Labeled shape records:
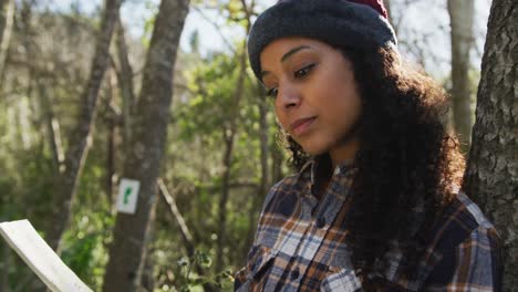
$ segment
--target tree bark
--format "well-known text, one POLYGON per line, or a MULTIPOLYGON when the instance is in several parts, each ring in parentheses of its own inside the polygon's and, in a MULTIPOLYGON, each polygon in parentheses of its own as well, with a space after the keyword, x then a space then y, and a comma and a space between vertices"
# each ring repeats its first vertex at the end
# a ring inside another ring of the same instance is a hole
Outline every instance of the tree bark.
MULTIPOLYGON (((250 206, 249 212, 249 227, 247 241, 244 246, 244 254, 247 254, 247 251, 250 249, 250 246, 253 242, 253 236, 256 233, 257 218, 258 212, 260 211, 261 202, 263 201, 267 191, 268 191, 268 178, 269 178, 269 168, 268 168, 268 155, 269 155, 269 139, 268 139, 268 104, 267 96, 265 94, 265 88, 261 84, 257 83, 258 92, 258 107, 259 107, 259 129, 260 129, 260 146, 261 146, 261 179, 257 188, 257 194, 252 198, 252 204, 250 206)), ((242 259, 245 259, 244 257, 242 259)))
POLYGON ((108 65, 110 42, 117 20, 121 0, 106 0, 101 30, 96 40, 89 82, 82 95, 82 107, 77 124, 72 132, 69 149, 65 155, 65 169, 60 176, 60 184, 53 198, 52 222, 48 227, 46 239, 50 247, 60 252, 61 236, 69 225, 71 206, 76 191, 84 160, 87 155, 87 144, 92 124, 95 117, 97 95, 104 72, 108 65))
POLYGON ((170 115, 173 67, 188 6, 188 0, 163 0, 155 20, 123 173, 141 181, 136 212, 117 213, 103 291, 131 292, 139 285, 170 115))
MULTIPOLYGON (((248 30, 247 30, 248 31, 248 30)), ((225 252, 224 247, 227 240, 227 202, 228 196, 230 192, 230 174, 231 174, 231 164, 232 164, 232 152, 234 152, 234 140, 237 132, 237 119, 239 118, 239 103, 242 98, 242 92, 245 86, 245 76, 247 69, 246 61, 246 46, 242 48, 239 55, 239 76, 236 84, 236 91, 234 92, 234 107, 229 116, 230 125, 227 129, 224 129, 225 138, 225 154, 224 154, 224 176, 221 182, 221 197, 219 199, 219 232, 218 240, 216 246, 216 272, 221 272, 225 267, 225 252)))
POLYGON ((9 43, 11 42, 14 8, 14 0, 0 0, 0 85, 3 80, 9 43))
POLYGON ((504 242, 504 290, 518 291, 518 2, 494 0, 464 190, 504 242))
POLYGON ((472 134, 472 91, 469 88, 469 52, 474 45, 475 1, 448 0, 452 40, 452 105, 454 128, 460 147, 469 148, 472 134))
MULTIPOLYGON (((124 32, 124 27, 118 19, 118 25, 117 25, 117 38, 116 38, 116 52, 117 52, 117 60, 121 65, 121 70, 117 71, 117 79, 118 79, 118 86, 121 87, 121 96, 122 96, 122 104, 123 104, 123 117, 124 117, 124 143, 123 145, 130 145, 130 138, 131 138, 131 117, 132 117, 132 112, 133 107, 135 106, 135 91, 134 91, 134 85, 133 85, 133 67, 132 64, 130 63, 128 59, 128 50, 127 50, 127 44, 126 44, 126 39, 125 39, 125 32, 124 32)), ((128 149, 124 149, 124 152, 127 152, 128 149)))
POLYGON ((162 198, 164 199, 165 204, 169 207, 169 213, 170 218, 174 218, 176 223, 179 227, 180 234, 182 234, 182 240, 184 241, 185 249, 187 251, 187 255, 189 258, 193 258, 195 254, 195 244, 193 240, 193 236, 189 231, 189 228, 185 223, 185 219, 182 216, 180 211, 178 210, 178 206, 176 206, 176 201, 173 198, 173 196, 169 194, 167 190, 166 185, 162 180, 162 178, 158 179, 158 188, 162 195, 162 198))

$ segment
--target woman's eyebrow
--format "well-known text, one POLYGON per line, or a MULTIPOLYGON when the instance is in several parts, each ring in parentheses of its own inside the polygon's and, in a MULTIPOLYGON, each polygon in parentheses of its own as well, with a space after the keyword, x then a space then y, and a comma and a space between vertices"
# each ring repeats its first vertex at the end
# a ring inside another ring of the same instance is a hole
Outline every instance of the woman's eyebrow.
POLYGON ((290 56, 292 56, 293 54, 296 54, 297 52, 301 51, 301 50, 304 50, 304 49, 311 49, 309 45, 299 45, 299 46, 296 46, 293 49, 291 49, 290 51, 288 51, 286 54, 282 55, 281 58, 281 63, 286 62, 286 60, 288 60, 290 56))
MULTIPOLYGON (((301 51, 301 50, 307 50, 307 49, 311 49, 311 46, 309 45, 305 45, 305 44, 302 44, 302 45, 299 45, 299 46, 296 46, 293 49, 291 49, 290 51, 288 51, 287 53, 284 53, 281 58, 281 63, 286 62, 286 60, 288 60, 290 56, 292 56, 293 54, 296 54, 297 52, 301 51)), ((261 80, 262 77, 265 77, 265 75, 268 75, 270 74, 269 71, 261 71, 261 80)))

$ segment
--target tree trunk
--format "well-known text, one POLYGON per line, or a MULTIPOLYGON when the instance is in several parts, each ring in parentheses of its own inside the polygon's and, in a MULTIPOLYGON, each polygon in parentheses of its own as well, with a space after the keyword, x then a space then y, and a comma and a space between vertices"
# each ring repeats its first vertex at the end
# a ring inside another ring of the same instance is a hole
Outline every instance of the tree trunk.
POLYGON ((163 0, 155 20, 123 173, 123 177, 141 181, 136 212, 117 213, 103 291, 131 292, 139 285, 167 137, 173 67, 188 6, 188 0, 163 0))
POLYGON ((3 80, 6 59, 14 22, 14 0, 0 0, 0 85, 3 80))
POLYGON ((259 129, 260 129, 260 145, 261 145, 261 181, 257 189, 256 196, 252 198, 252 204, 250 206, 249 212, 249 227, 248 227, 248 236, 247 241, 245 241, 244 246, 244 254, 242 259, 246 258, 247 251, 250 249, 250 246, 253 242, 253 236, 256 233, 256 226, 257 226, 257 218, 258 212, 260 211, 261 202, 266 197, 266 192, 268 191, 268 176, 269 176, 269 168, 268 168, 268 152, 269 152, 269 142, 268 142, 268 104, 267 104, 267 96, 265 94, 265 88, 261 84, 257 83, 258 87, 258 95, 259 95, 259 129))
POLYGON ((518 291, 518 2, 494 0, 464 189, 504 242, 504 290, 518 291))
POLYGON ((185 223, 184 216, 182 216, 180 211, 178 210, 178 206, 176 206, 176 201, 173 198, 173 196, 169 194, 167 190, 166 185, 162 180, 162 178, 158 179, 158 188, 162 195, 162 198, 164 199, 165 204, 167 205, 167 209, 169 210, 169 218, 173 218, 174 221, 179 227, 179 231, 182 234, 182 240, 184 241, 185 250, 187 251, 187 255, 189 258, 193 258, 195 254, 195 243, 193 240, 193 236, 189 231, 189 228, 185 223))
POLYGON ((42 112, 42 122, 45 125, 45 134, 49 140, 50 150, 52 154, 52 161, 54 174, 60 174, 60 168, 63 164, 63 146, 61 145, 60 125, 54 117, 52 103, 46 94, 45 85, 41 80, 37 81, 38 96, 40 97, 40 107, 42 112))
POLYGON ((452 39, 452 105, 454 128, 460 147, 469 148, 472 133, 472 91, 469 88, 469 52, 474 45, 473 18, 475 1, 448 0, 452 39))
MULTIPOLYGON (((248 30, 247 30, 248 31, 248 30)), ((245 44, 246 45, 246 44, 245 44)), ((230 174, 232 164, 234 140, 237 132, 237 119, 239 118, 239 103, 242 98, 245 87, 245 76, 247 70, 246 46, 242 48, 239 55, 239 76, 234 92, 234 107, 229 116, 229 128, 224 129, 225 154, 224 154, 224 176, 221 182, 221 197, 219 199, 219 232, 216 246, 216 272, 221 272, 225 267, 224 247, 227 240, 227 202, 230 192, 230 174)))
MULTIPOLYGON (((131 137, 131 117, 132 112, 135 103, 135 92, 133 85, 133 67, 130 63, 128 59, 128 51, 126 39, 124 36, 124 27, 118 19, 117 25, 117 38, 116 38, 116 52, 117 52, 117 60, 121 65, 121 69, 117 71, 117 80, 118 86, 121 88, 121 96, 122 96, 122 104, 123 104, 123 116, 124 116, 124 135, 123 135, 123 145, 130 145, 130 137, 131 137)), ((128 149, 125 147, 124 153, 128 149)))
POLYGON ((388 22, 392 24, 394 21, 394 17, 393 17, 393 11, 392 11, 391 0, 384 0, 383 2, 385 3, 386 14, 388 15, 388 22))
POLYGON ((108 65, 110 42, 117 20, 121 0, 106 0, 101 30, 96 40, 95 54, 92 61, 89 83, 82 95, 82 107, 77 124, 71 134, 69 149, 65 155, 65 170, 60 176, 60 184, 53 198, 53 210, 50 219, 52 222, 46 232, 50 247, 60 251, 60 241, 63 231, 69 225, 71 205, 76 191, 77 180, 81 175, 87 154, 87 143, 95 116, 97 95, 104 72, 108 65))

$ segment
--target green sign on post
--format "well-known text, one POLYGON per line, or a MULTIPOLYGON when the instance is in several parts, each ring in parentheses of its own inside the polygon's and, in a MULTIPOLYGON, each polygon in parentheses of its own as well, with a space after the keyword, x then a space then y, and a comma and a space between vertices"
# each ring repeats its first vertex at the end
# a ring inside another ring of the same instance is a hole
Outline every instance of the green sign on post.
POLYGON ((118 186, 117 211, 125 213, 135 213, 138 199, 138 189, 141 181, 135 179, 122 178, 118 186))

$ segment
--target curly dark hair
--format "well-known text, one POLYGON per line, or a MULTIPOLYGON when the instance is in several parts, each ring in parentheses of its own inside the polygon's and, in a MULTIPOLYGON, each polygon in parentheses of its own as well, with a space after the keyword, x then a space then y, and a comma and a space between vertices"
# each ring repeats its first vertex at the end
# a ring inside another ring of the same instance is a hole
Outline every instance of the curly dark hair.
MULTIPOLYGON (((445 126, 441 85, 403 64, 393 49, 338 50, 353 65, 363 104, 348 244, 364 289, 372 291, 380 279, 371 275, 393 240, 402 243, 407 273, 416 270, 424 234, 456 195, 465 160, 445 126)), ((300 170, 310 156, 284 138, 290 164, 300 170)))

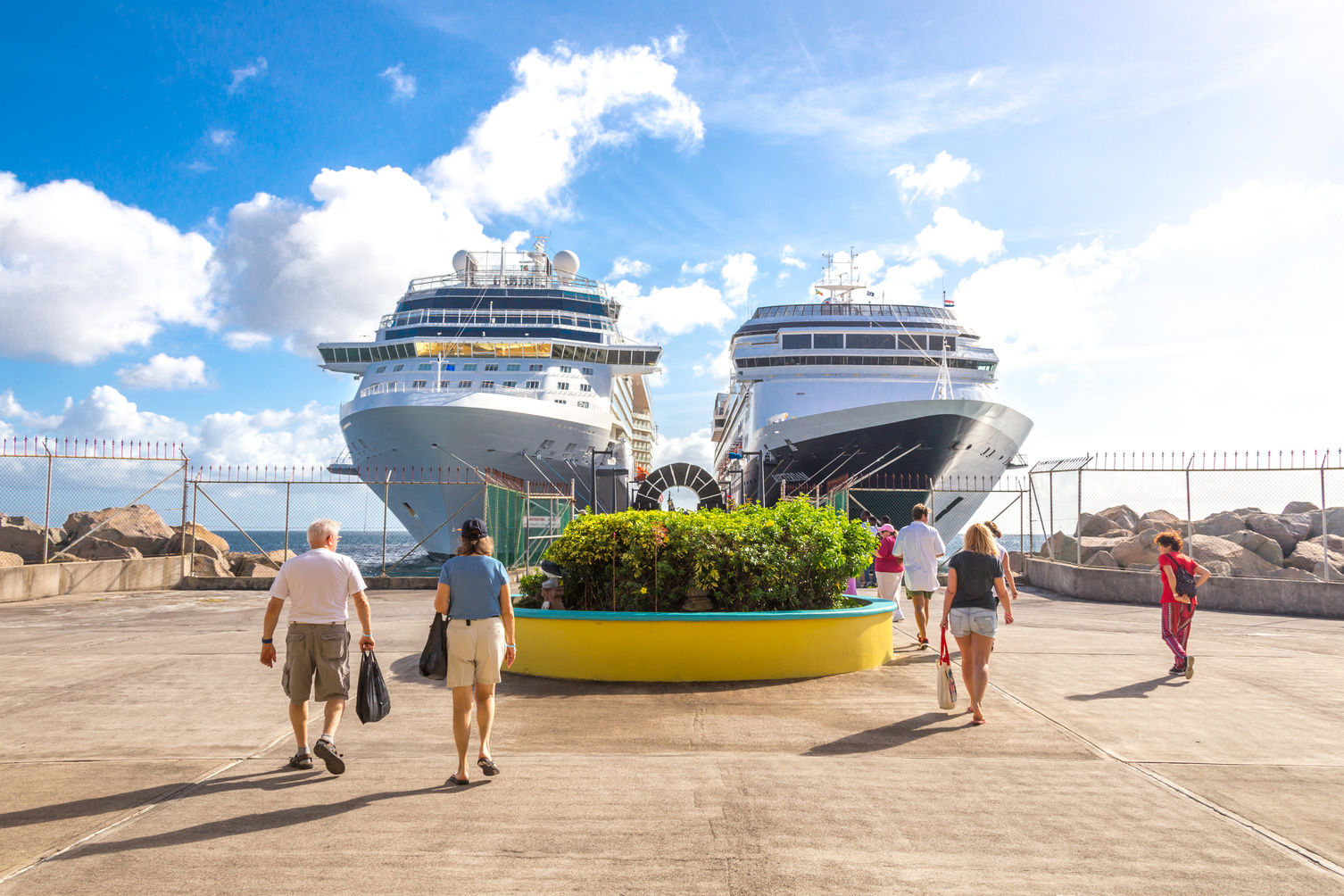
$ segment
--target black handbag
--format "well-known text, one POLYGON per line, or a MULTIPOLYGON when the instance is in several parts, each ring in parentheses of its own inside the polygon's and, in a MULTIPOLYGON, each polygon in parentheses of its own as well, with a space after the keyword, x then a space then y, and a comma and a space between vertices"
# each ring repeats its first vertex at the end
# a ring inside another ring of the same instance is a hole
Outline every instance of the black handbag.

• [Work required] Extract every line from the records above that contains the word "Outline", and copy each one in full.

• [Complete output]
Outline every instance of the tree bark.
Outline every instance of the woman's eyebrow.
Outline every instance of the tree trunk.
Outline every instance of the green sign on post.
Outline every instance of the curly dark hair.
Outline every instance of the black handbag.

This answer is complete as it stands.